[Coordinate annotation entries]
* * *

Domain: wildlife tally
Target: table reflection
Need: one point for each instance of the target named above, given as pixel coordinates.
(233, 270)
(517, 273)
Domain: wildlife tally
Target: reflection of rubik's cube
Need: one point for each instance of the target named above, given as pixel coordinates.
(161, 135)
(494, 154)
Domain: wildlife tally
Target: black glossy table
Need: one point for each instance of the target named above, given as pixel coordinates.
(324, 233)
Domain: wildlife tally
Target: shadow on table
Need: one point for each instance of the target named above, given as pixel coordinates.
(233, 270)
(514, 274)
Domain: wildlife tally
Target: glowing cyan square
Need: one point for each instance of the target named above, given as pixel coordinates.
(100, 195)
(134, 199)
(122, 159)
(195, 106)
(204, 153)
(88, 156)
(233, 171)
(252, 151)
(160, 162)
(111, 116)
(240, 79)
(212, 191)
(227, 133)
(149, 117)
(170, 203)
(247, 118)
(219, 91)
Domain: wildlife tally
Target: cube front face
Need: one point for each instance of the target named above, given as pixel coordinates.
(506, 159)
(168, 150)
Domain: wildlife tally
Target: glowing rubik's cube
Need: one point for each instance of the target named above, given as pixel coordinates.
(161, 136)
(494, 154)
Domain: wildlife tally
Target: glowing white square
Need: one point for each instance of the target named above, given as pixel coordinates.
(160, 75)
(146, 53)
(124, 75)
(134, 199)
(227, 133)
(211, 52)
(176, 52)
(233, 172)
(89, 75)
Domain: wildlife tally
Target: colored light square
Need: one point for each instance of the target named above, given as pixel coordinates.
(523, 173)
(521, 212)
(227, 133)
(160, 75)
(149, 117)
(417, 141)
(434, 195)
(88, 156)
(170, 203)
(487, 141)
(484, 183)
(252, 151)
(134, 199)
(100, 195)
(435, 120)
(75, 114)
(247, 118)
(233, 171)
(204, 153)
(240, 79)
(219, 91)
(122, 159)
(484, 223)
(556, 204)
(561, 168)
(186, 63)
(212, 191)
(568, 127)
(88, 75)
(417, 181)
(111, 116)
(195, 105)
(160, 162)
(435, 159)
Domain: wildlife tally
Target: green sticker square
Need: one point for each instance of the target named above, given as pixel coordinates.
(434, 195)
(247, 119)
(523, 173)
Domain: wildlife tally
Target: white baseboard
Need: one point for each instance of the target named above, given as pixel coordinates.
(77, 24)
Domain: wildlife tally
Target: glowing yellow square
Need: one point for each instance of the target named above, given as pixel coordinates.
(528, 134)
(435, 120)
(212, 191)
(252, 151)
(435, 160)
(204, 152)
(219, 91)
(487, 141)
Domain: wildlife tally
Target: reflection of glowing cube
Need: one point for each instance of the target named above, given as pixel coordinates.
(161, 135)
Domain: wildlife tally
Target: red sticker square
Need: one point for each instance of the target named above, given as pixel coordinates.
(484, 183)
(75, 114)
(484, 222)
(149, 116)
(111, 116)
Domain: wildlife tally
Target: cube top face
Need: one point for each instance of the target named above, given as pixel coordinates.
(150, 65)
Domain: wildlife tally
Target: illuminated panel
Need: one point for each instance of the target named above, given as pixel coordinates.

* * *

* _PROBLEM STATEMENT_
Please repeat all the records above exactly as they appear.

* _REPLY_
Domain: wildlife tally
Target: table reflection
Need: one point for each instance of the target named above, given as pixel coordinates.
(233, 270)
(517, 273)
Domain: wildlife tally
Target: reflection of rubik's cube
Need: one point for each instance of the target named above, given as pixel coordinates.
(161, 135)
(494, 154)
Domain: wildlife tally
Target: black glossy table
Need: one point for each instance of the target named above, given as pixel coordinates.
(324, 233)
Domain: wildlife tally
Target: shadow on table
Need: one point for each instance of the target named above, given as pixel coordinates.
(233, 270)
(514, 274)
Domain: wildlife tally
Target: glowing cyan square
Need: one point for each instance of the target named above, given as pixel coordinates.
(100, 195)
(134, 199)
(122, 159)
(195, 106)
(204, 153)
(88, 156)
(233, 171)
(252, 151)
(160, 162)
(111, 116)
(240, 79)
(212, 191)
(227, 133)
(149, 117)
(170, 203)
(247, 118)
(219, 91)
Domain: wildlife tally
Target: cube front face
Need: one point for each instance of the target named above, given as pixel coordinates.
(506, 159)
(168, 150)
Domain: wildlife tally
Target: glowing rubik's cube
Need: one point for each instance of the target named above, given as pixel coordinates.
(161, 136)
(494, 154)
Domain: wildlife tally
Target: glowing white square
Need: one point for each instance of the target named above, given as pixel coordinates.
(160, 75)
(146, 53)
(124, 75)
(134, 199)
(227, 133)
(211, 52)
(176, 52)
(233, 172)
(89, 75)
Domain: wildlife tally
Target: colored light square
Need: one point for each instance of the target named above, given as pixel coordinates.
(523, 173)
(521, 212)
(227, 133)
(160, 75)
(149, 117)
(417, 141)
(434, 195)
(88, 156)
(170, 203)
(487, 141)
(484, 183)
(252, 151)
(134, 199)
(100, 195)
(435, 120)
(75, 114)
(247, 118)
(233, 171)
(204, 153)
(240, 79)
(219, 91)
(122, 159)
(484, 223)
(556, 204)
(561, 168)
(186, 63)
(212, 191)
(568, 127)
(88, 75)
(417, 181)
(111, 116)
(195, 105)
(160, 162)
(435, 159)
Domain: wildlife tally
Target: green sticker square
Need: one point for each instance of the target named above, given as pixel coordinates.
(434, 195)
(247, 119)
(523, 173)
Domain: wildlife tally
Target: white baseboard
Need: one point for each instance of the target named above, given as pixel coordinates.
(77, 24)
Domain: wildlife tally
Target: glowing yellow square
Need: one point for each instance of the target named above, given as pixel coordinates.
(528, 134)
(435, 120)
(212, 191)
(252, 151)
(435, 160)
(204, 152)
(219, 91)
(487, 141)
Domain: wildlife tally
Target: reflection of glowing cube
Need: one point for each instance of the target named above, given as pixel coordinates.
(161, 135)
Domain: wildlife tally
Target: red sticker square
Need: one point for each instance of the target named above, given as pixel coordinates.
(484, 183)
(75, 114)
(484, 222)
(149, 116)
(111, 116)
Domain: wildlife tally
Target: cube top face
Need: one point for each instance of the target named above, given as pixel coordinates.
(150, 65)
Domain: wildlife tally
Target: illuminated panel
Need: one point for each instance of the target named above, given as pixel coordinates.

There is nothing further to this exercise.